Start of Source passage
Although digital exclusion of ethnic and cultural groups is an important problem by themselves, the book approaches this problem through a broader theoretical lens, that is Cultural Discourse Studiestheoretical paradigm. Following Shi-xu, we argue that culture is an integral part of the life practice of a social community in relation to others, complex and dynamic, rather than fixed to people, place or time (Shi-xu, 2016: 2). We intend to show in this book that in the new digital environment, ICTs and Internet studies today are no longer limited to the technology domain, becoming important topics for communication/discourse/cultural studies too, with new digital cultures and ‘cultures of the Internet’ (Dutton, & Reisdorf, 2019) appearing and new digital means enabling us to ‘identify, characterize, explain, interpret and appraise culturally divergent, productive or competing discourses’ (Shi-xu, 2016: 3). As a result, we will show in this volume that the digital divide today is turning from a technological access- and skill-based problem into a social and culture-oriented one.
End of Source passage
Start of Material
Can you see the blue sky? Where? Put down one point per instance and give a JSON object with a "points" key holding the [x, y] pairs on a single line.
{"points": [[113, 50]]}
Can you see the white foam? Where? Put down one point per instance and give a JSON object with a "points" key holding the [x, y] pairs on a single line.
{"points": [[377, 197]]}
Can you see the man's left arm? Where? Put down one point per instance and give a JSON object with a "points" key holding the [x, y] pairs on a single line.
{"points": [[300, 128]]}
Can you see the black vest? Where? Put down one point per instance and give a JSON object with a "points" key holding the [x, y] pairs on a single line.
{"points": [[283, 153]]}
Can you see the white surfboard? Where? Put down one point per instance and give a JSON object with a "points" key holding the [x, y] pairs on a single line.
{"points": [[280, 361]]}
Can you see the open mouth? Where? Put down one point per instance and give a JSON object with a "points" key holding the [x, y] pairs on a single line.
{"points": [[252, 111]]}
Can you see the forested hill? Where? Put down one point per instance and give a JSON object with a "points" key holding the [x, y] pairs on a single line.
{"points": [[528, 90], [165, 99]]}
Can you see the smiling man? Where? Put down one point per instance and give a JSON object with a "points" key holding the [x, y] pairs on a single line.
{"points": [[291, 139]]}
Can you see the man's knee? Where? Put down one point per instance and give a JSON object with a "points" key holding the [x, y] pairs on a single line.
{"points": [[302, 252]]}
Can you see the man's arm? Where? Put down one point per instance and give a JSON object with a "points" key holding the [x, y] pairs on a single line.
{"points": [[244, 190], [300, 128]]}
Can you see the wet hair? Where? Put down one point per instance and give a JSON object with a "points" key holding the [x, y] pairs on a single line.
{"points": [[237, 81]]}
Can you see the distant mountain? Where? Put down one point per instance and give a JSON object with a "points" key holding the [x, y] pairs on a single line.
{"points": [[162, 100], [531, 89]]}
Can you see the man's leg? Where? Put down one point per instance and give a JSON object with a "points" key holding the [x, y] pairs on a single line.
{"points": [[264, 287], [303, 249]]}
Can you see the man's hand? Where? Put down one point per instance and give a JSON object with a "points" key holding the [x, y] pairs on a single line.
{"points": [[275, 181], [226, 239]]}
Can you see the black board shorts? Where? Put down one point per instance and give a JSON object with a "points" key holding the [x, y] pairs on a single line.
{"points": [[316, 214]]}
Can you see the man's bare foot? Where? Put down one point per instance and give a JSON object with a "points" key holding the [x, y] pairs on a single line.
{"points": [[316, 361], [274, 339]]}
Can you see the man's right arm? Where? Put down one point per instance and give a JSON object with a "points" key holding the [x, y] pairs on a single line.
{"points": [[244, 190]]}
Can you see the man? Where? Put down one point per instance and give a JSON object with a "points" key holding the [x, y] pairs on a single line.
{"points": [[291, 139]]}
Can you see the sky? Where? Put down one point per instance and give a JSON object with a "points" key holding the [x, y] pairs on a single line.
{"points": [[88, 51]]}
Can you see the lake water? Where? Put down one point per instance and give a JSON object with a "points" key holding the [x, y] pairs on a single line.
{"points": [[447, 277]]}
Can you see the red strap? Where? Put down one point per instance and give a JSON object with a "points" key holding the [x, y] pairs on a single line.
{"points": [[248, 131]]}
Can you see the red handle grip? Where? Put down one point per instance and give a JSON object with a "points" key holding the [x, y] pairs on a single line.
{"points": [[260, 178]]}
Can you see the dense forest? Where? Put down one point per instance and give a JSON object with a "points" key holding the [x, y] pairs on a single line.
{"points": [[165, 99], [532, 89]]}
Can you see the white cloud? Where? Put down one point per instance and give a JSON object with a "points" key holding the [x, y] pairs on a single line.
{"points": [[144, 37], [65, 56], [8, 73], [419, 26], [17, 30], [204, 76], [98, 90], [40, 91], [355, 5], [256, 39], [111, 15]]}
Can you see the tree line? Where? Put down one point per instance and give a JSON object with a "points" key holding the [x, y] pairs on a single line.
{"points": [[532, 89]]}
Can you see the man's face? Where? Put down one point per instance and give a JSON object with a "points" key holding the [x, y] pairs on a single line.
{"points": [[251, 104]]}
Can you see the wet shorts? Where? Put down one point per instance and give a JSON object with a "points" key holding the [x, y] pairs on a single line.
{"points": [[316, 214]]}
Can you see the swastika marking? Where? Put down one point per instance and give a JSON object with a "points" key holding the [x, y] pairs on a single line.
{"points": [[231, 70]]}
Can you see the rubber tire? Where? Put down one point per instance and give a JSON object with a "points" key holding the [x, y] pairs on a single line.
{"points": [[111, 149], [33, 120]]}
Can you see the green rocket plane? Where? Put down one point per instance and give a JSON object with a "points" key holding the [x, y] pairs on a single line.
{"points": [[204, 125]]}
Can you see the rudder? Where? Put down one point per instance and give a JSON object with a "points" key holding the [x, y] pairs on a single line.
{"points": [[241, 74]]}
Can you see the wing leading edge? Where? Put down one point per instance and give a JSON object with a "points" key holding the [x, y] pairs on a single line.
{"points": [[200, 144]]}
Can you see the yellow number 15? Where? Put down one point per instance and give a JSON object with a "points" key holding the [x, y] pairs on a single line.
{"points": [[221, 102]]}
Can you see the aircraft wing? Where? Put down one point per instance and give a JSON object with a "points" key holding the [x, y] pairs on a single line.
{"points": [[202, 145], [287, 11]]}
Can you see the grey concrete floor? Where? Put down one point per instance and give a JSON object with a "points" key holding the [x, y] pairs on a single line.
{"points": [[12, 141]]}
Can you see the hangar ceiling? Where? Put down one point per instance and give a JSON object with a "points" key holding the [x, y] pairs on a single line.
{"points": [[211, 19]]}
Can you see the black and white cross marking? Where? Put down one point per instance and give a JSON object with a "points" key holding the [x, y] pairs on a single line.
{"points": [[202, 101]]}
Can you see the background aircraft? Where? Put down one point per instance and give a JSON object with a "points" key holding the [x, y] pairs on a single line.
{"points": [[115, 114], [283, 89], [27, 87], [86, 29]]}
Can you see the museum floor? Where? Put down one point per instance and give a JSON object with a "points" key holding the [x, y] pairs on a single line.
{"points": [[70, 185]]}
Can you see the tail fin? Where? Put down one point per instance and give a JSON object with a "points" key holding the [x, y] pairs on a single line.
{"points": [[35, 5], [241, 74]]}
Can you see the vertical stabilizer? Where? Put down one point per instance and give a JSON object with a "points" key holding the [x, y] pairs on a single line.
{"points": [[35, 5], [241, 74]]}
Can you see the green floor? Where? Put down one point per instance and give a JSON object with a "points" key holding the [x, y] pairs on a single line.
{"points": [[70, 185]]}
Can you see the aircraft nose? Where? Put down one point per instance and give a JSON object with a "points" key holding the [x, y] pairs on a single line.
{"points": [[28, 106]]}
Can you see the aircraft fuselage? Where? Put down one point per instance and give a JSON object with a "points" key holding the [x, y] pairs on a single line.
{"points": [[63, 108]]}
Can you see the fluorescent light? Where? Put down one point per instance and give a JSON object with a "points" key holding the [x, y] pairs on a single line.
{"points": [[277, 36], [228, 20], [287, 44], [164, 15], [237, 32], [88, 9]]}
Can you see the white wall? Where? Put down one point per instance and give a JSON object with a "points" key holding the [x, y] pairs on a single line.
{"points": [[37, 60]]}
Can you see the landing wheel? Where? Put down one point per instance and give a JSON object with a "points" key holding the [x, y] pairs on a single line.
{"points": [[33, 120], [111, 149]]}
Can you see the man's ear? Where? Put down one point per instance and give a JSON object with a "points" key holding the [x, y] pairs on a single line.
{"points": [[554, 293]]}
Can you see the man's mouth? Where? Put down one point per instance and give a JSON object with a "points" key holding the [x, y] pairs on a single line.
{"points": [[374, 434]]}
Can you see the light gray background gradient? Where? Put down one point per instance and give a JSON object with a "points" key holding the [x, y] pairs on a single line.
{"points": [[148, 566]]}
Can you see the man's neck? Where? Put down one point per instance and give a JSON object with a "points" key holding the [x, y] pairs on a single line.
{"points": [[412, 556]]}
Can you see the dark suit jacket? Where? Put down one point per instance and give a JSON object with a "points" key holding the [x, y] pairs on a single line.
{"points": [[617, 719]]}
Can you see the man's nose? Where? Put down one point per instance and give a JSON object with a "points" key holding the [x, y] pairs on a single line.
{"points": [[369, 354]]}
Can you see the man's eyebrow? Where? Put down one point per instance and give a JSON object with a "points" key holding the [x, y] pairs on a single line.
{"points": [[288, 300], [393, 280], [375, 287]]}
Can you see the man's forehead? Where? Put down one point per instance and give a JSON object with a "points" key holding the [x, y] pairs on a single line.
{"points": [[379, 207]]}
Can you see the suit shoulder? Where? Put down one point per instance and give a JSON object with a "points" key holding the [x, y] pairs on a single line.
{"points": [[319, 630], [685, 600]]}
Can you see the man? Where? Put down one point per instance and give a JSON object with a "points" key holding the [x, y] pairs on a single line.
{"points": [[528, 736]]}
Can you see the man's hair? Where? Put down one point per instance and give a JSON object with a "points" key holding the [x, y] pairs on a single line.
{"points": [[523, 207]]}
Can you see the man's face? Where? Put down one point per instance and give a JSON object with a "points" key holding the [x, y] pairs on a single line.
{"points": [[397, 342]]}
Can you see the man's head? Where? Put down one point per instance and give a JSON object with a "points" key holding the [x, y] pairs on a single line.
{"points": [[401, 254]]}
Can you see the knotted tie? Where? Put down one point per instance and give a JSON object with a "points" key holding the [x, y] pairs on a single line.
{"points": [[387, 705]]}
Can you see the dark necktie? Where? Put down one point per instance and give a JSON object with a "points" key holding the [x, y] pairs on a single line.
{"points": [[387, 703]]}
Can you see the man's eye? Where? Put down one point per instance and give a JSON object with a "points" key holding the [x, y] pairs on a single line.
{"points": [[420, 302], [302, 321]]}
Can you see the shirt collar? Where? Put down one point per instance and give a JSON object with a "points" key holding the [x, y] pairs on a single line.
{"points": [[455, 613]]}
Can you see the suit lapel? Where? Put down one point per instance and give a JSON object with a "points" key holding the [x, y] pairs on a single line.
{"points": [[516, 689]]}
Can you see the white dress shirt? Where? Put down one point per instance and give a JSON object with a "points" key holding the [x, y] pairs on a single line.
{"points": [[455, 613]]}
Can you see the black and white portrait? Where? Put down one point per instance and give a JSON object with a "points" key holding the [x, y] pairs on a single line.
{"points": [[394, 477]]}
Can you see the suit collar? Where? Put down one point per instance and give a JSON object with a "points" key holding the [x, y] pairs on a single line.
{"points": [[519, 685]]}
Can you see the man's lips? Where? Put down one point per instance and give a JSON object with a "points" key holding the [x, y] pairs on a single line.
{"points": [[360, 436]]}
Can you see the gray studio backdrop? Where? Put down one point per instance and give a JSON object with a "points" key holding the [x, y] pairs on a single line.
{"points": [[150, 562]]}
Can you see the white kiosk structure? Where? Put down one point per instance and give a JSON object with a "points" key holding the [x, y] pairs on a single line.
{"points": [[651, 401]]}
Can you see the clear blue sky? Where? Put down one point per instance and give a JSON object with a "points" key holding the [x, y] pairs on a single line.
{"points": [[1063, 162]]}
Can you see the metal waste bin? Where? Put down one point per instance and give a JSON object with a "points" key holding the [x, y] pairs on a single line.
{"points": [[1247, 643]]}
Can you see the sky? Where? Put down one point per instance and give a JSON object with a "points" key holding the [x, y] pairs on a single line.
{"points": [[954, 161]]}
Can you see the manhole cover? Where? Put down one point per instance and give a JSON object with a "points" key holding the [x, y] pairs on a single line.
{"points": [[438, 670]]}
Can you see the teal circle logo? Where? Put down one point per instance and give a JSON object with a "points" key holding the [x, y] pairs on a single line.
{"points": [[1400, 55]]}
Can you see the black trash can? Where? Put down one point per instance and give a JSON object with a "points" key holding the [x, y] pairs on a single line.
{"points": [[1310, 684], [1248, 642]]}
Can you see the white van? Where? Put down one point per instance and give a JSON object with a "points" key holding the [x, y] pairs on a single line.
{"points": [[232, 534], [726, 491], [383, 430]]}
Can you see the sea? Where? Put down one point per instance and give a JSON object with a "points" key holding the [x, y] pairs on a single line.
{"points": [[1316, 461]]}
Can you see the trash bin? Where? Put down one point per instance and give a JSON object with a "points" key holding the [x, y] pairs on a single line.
End of Material
*Brief A*
Answer these questions using the passage on the digital divide:
(i) Through which theoretical paradigm does the book approach digital exclusion?
(ii) In the view the authors take from Shi-xu, what three things is culture not fixed to?
(iii) According to the passage, what is the digital divide turning from, and what is it turning into?
*Brief B*
Sum up the passage on the digital divide in two sentences.

*Full answer A*
(i) Cultural Discourse Studies.
(ii) People, place or time.
(iii) It is turning from a technological access- and skill-based problem into a social and culture-oriented one.

*Full answer B*
The book approaches the digital exclusion of ethnic and cultural groups through the Cultural Discourse Studies paradigm. Following Shi-xu, it treats culture as an integral, complex and dynamic part of a community's life practice, and argues that ICTs and Internet studies now reach beyond technology into communication, discourse and cultural studies as the digital divide turns from a technological access- and skill-based problem into a social and culture-oriented one.